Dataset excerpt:
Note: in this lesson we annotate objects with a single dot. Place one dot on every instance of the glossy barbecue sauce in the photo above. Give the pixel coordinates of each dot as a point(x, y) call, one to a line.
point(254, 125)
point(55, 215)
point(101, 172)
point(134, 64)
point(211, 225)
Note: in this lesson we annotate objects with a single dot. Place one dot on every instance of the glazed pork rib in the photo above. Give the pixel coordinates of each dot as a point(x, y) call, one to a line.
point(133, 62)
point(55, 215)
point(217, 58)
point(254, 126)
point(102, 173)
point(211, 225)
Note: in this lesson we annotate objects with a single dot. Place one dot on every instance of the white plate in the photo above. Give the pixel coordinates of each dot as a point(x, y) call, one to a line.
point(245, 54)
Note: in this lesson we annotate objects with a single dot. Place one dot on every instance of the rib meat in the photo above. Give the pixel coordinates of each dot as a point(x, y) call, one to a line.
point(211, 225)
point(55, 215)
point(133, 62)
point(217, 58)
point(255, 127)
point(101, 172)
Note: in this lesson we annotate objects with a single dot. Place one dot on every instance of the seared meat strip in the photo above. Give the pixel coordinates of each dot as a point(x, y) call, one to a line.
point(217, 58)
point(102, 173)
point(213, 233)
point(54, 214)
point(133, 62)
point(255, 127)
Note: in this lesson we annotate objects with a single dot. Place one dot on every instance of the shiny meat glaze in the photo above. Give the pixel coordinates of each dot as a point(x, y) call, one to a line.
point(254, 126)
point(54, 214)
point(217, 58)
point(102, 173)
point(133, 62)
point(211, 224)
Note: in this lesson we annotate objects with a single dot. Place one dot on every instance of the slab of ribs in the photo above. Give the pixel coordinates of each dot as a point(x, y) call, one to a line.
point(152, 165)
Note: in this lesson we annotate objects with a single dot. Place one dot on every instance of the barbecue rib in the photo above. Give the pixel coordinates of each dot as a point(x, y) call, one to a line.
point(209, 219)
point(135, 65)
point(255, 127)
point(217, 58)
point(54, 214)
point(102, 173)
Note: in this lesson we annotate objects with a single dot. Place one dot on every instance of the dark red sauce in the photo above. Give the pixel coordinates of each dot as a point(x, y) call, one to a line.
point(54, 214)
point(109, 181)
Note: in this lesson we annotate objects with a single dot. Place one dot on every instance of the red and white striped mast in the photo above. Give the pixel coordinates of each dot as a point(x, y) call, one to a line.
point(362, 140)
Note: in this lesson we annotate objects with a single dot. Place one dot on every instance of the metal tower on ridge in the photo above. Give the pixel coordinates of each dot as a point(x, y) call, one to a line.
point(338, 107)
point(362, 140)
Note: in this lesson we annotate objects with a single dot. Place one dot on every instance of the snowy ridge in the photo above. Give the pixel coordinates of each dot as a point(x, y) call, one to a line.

- _Task directions_: Reproduce the entries above with every "lesson" renamed to "exercise", keeping all other text unchanged.

- _Response_:
Note: in this exercise we annotate objects with a single dot. Place one dot on every instance of the glossy barbecue sauce in the photo above. Give the pixel coordinates of each dot as a point(x, y) call, one to a line.
point(254, 125)
point(55, 215)
point(101, 172)
point(134, 64)
point(211, 225)
Note: in this exercise we annotate objects with a single dot. Place one dot on every instance of the glazed pork rib in the photo above. Give the pixel coordinates of each dot as a point(x, y) call, one to a line.
point(133, 62)
point(55, 215)
point(217, 58)
point(254, 126)
point(102, 173)
point(211, 225)
Note: in this exercise we annotate objects with a single dot. Place one dot on every instance of the white plate in the photo above. Give the pixel coordinates of each dot as a point(x, y) call, one to a line.
point(245, 54)
Note: in this exercise we annotate objects with a single dot. Place one dot on every instance of the rib meat in the photo above. Give the pixel coordinates of each dot as a point(x, y) call, one to a line.
point(211, 225)
point(55, 215)
point(133, 62)
point(217, 58)
point(255, 127)
point(101, 172)
Note: in this exercise we annotate objects with a single dot. Place one dot on every instance of the seared meat strip in the photo above. Give the pixel coordinates of each dot as a point(x, y) call, one to a line.
point(217, 58)
point(102, 173)
point(213, 233)
point(54, 214)
point(133, 62)
point(255, 127)
Note: in this exercise we annotate objects with a single dot. Place one dot on every instance of the shiny meat glaze in the photo above. Give the pixel coordinates of each dot as a point(x, y) call, one to a line.
point(254, 126)
point(54, 214)
point(217, 58)
point(102, 173)
point(133, 62)
point(211, 224)
Note: in this exercise we annotate objects with a single dot. Place one dot on every instance of the slab of ribs in the photo above. Give the pixel coordinates of each dot as a point(x, y) call, one to a line.
point(152, 165)
Note: in this exercise we annotate objects with a single dot. Place one dot on every instance of the barbecue rib in the photo above. Give the pixel coordinates of each dot as a point(x, y) call, one to a line.
point(209, 219)
point(135, 65)
point(255, 127)
point(217, 58)
point(54, 214)
point(102, 173)
Note: in this exercise we annotate objects with a single dot. Place one dot on every instance of the dark red sauce in the photo above. Give the pixel coordinates of each dot as a point(x, y) call, one to a line.
point(54, 214)
point(109, 181)
Note: in this exercise we annotate objects with a single dot. Place one dot on every instance of the red and white striped mast in the photo above. Give the pixel coordinates of each dot as a point(x, y) call, one to a line.
point(362, 140)
Note: in this exercise we annotate objects with a single dot. Place one dot on every instance of the metal tower on ridge in the photo above. Give the pixel coordinates of each dot as a point(x, y) call, one to a line.
point(338, 107)
point(362, 140)
Note: in this exercise we annotate objects with a single dot. Place one dot on every instance of the snowy ridge in the photo above. Give the pixel coordinates of each dot as a point(x, y) call, one to a line.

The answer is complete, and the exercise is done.